Items listed in a dataset
-- Opening Marker --
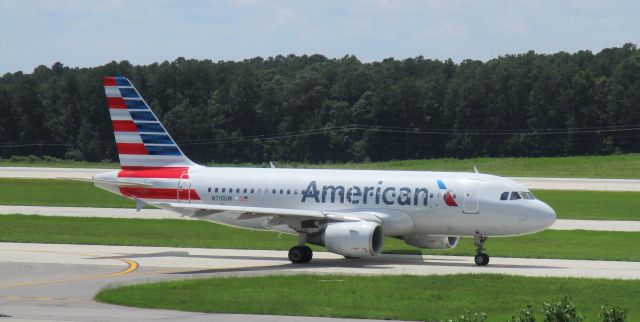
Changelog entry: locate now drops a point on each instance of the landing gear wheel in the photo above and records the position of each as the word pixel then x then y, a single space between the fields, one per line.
pixel 481 259
pixel 300 254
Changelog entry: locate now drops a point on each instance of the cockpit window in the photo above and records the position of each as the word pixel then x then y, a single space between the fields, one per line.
pixel 527 195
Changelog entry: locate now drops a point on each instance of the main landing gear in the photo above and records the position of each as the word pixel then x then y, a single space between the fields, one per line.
pixel 300 254
pixel 481 259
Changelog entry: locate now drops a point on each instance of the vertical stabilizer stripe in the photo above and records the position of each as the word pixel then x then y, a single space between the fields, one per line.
pixel 124 126
pixel 116 102
pixel 131 148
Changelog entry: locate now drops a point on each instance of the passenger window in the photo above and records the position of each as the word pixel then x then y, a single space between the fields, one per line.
pixel 527 195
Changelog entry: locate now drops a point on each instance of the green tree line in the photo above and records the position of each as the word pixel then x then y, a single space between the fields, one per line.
pixel 316 109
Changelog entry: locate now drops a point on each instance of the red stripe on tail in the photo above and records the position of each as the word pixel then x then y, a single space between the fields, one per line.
pixel 116 102
pixel 108 81
pixel 124 126
pixel 131 148
pixel 154 172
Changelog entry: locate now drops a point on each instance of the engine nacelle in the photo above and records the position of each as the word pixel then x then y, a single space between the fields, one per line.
pixel 432 242
pixel 354 239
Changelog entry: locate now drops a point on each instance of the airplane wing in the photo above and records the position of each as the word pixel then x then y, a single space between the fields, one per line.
pixel 201 210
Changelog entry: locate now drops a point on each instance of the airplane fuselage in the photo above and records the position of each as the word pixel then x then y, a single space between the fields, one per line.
pixel 437 203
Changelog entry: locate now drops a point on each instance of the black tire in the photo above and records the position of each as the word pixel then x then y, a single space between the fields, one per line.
pixel 300 254
pixel 481 259
pixel 308 254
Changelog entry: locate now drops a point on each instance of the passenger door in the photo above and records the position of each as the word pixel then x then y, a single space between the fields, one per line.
pixel 184 188
pixel 471 197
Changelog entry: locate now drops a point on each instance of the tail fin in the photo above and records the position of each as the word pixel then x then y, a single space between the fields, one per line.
pixel 142 141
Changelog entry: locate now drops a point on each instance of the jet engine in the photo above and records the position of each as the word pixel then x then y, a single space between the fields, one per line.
pixel 432 242
pixel 351 239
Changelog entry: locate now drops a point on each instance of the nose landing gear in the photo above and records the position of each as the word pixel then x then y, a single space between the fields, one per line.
pixel 300 254
pixel 481 259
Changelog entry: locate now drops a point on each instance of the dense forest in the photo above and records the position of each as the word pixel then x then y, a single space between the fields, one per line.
pixel 315 109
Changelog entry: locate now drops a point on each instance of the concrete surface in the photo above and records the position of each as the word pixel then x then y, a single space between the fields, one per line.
pixel 561 224
pixel 58 282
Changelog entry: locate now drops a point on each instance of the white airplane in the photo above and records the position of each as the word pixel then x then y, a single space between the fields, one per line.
pixel 347 211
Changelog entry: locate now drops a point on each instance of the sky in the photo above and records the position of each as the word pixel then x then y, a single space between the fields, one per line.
pixel 87 33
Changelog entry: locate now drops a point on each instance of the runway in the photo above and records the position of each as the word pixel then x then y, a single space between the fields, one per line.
pixel 529 182
pixel 561 224
pixel 58 282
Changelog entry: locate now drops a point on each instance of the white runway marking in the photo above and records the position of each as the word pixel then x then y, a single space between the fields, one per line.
pixel 561 224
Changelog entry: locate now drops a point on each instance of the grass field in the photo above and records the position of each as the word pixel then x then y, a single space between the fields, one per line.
pixel 609 166
pixel 379 297
pixel 621 246
pixel 53 192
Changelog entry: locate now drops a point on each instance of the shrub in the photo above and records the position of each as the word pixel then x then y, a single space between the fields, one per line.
pixel 613 314
pixel 561 311
pixel 525 315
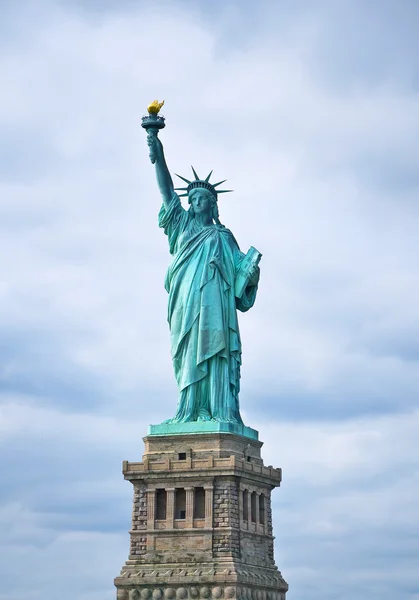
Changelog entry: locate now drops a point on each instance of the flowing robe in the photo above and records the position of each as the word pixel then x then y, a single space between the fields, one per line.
pixel 202 316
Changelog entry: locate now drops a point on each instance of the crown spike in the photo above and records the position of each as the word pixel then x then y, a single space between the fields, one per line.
pixel 183 178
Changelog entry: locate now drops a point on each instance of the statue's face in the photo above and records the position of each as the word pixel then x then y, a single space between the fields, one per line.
pixel 201 201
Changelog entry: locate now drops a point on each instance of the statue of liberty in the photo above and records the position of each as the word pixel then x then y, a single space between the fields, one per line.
pixel 208 280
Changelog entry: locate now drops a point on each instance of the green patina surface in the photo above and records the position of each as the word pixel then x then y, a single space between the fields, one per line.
pixel 193 427
pixel 202 282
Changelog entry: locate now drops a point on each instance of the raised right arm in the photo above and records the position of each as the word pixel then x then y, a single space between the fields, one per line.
pixel 164 179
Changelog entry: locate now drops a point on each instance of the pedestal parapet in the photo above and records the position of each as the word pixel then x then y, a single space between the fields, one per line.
pixel 201 521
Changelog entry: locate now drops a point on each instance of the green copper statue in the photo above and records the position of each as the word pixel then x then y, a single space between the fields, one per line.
pixel 208 280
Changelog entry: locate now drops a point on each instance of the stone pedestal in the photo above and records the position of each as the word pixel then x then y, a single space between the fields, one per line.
pixel 201 521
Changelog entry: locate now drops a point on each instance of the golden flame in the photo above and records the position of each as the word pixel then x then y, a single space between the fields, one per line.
pixel 154 107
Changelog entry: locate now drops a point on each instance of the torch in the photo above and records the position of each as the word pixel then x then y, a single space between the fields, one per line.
pixel 153 122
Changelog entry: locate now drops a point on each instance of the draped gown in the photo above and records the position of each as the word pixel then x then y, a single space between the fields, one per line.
pixel 202 316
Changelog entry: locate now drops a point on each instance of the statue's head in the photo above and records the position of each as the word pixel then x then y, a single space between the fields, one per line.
pixel 203 201
pixel 201 184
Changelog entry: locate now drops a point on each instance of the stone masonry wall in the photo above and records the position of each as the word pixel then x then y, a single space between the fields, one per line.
pixel 256 549
pixel 139 520
pixel 226 515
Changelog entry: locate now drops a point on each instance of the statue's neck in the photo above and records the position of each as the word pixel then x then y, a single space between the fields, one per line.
pixel 203 220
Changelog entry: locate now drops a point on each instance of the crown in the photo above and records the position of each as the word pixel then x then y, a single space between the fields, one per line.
pixel 201 183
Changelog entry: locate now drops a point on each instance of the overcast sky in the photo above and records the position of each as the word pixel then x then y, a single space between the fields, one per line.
pixel 310 109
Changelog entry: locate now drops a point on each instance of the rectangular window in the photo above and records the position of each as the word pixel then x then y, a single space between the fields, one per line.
pixel 253 507
pixel 262 509
pixel 161 504
pixel 199 503
pixel 245 505
pixel 180 503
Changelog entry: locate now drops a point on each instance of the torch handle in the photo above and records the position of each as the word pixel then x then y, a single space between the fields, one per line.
pixel 152 131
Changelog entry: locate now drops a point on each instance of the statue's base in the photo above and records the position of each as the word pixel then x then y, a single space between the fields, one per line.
pixel 196 427
pixel 201 521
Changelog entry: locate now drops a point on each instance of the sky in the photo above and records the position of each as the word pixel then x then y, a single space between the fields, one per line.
pixel 310 110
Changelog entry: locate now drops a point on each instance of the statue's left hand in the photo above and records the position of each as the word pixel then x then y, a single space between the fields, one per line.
pixel 255 274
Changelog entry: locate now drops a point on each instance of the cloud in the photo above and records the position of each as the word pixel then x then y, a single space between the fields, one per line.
pixel 312 115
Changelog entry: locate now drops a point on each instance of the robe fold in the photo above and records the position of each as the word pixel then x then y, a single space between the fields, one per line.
pixel 202 315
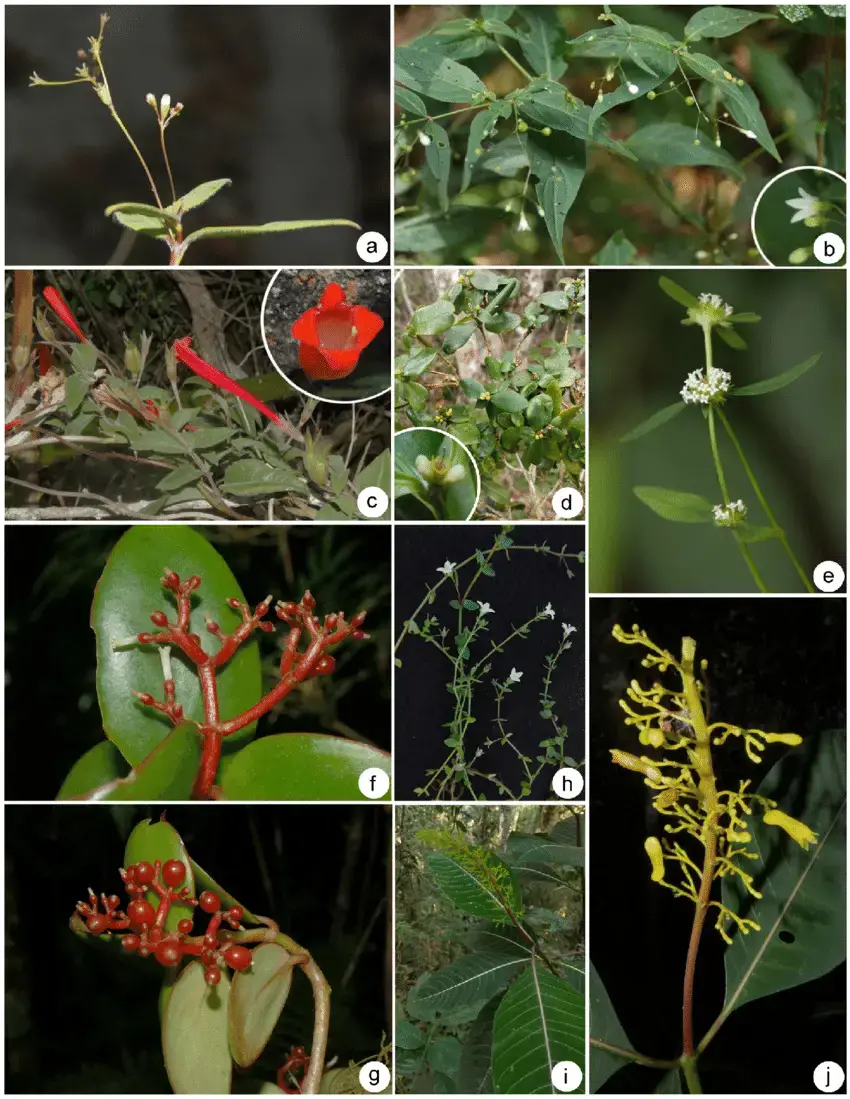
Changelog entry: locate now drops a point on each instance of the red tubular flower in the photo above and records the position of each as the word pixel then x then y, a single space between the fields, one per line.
pixel 187 356
pixel 332 334
pixel 59 307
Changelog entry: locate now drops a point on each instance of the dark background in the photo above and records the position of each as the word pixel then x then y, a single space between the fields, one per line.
pixel 52 713
pixel 83 1018
pixel 289 102
pixel 520 586
pixel 774 664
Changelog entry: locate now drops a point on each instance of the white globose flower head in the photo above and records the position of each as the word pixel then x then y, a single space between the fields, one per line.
pixel 706 388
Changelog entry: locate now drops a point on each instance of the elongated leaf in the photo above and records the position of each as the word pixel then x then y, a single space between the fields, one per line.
pixel 802 910
pixel 300 767
pixel 257 996
pixel 128 592
pixel 539 1022
pixel 777 381
pixel 457 991
pixel 605 1027
pixel 676 507
pixel 654 421
pixel 166 775
pixel 439 77
pixel 195 1034
pixel 721 22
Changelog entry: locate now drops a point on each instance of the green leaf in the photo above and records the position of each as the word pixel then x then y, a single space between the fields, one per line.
pixel 300 767
pixel 617 252
pixel 802 909
pixel 439 159
pixel 677 292
pixel 720 22
pixel 539 1022
pixel 253 477
pixel 459 991
pixel 198 196
pixel 677 507
pixel 508 400
pixel 669 143
pixel 129 590
pixel 654 421
pixel 777 381
pixel 195 1034
pixel 257 996
pixel 605 1027
pixel 439 77
pixel 431 320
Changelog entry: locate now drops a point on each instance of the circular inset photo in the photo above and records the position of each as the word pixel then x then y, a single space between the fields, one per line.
pixel 328 332
pixel 799 219
pixel 435 477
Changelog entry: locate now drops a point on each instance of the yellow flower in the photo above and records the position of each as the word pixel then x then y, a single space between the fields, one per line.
pixel 799 833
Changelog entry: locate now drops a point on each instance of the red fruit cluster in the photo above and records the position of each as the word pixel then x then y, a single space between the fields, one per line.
pixel 145 925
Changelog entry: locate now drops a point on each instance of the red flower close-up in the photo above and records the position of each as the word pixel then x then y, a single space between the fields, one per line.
pixel 332 335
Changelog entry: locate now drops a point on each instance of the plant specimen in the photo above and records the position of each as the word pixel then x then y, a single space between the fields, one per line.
pixel 205 448
pixel 464 639
pixel 512 129
pixel 163 221
pixel 752 872
pixel 708 389
pixel 225 988
pixel 174 719
pixel 435 476
pixel 519 981
pixel 523 418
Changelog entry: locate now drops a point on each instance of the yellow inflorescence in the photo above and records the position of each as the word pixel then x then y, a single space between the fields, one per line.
pixel 674 721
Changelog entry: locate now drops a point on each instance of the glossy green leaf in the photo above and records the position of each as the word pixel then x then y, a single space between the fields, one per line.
pixel 300 767
pixel 539 1023
pixel 459 990
pixel 195 1034
pixel 129 590
pixel 605 1027
pixel 166 775
pixel 198 196
pixel 156 840
pixel 253 477
pixel 802 910
pixel 257 996
pixel 439 77
pixel 777 381
pixel 669 143
pixel 721 22
pixel 676 507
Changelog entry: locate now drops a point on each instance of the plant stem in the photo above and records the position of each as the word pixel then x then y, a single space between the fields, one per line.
pixel 751 476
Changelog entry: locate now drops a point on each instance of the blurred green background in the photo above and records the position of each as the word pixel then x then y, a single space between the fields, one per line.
pixel 794 437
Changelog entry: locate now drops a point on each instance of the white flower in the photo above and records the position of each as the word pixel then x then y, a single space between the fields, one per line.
pixel 699 389
pixel 806 206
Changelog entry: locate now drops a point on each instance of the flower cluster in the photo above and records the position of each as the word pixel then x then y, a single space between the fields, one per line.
pixel 706 387
pixel 145 932
pixel 673 721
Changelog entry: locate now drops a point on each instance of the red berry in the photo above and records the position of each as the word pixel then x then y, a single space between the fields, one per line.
pixel 140 911
pixel 144 873
pixel 168 952
pixel 238 957
pixel 97 923
pixel 209 901
pixel 174 872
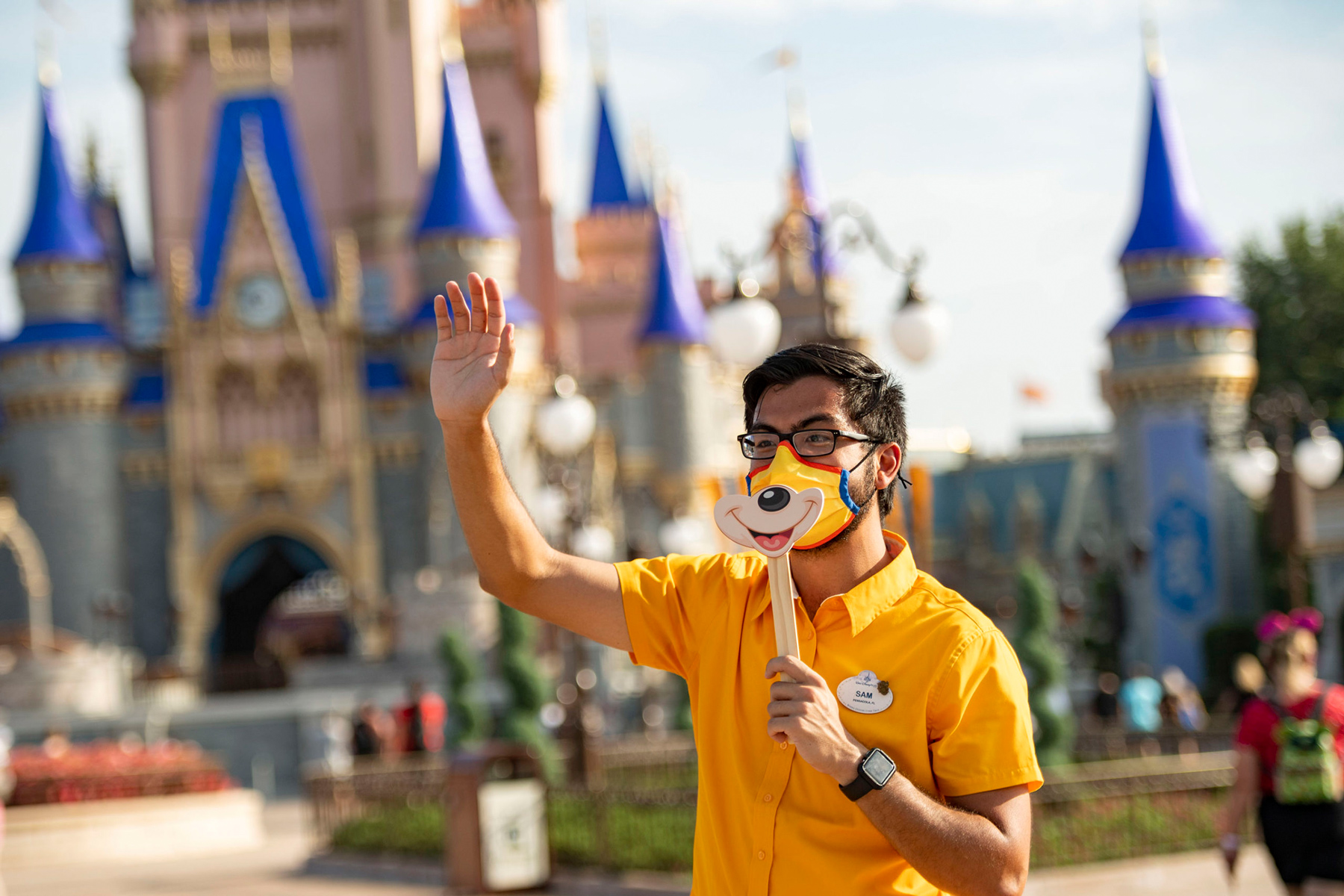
-- Closing Marker --
The expected output is an exact retyping of the lines from the line with "the red berry" through the last line of the data, with both ends kept and the pictures dropped.

OUTPUT OF THE TASK ::
Changelog entry: locate now drops a point on each instance of the red berry in the photo above and records the position of each as the word pixel then x then y, a single space between the fields, one per line.
pixel 140 911
pixel 144 873
pixel 168 952
pixel 238 957
pixel 97 923
pixel 209 901
pixel 174 872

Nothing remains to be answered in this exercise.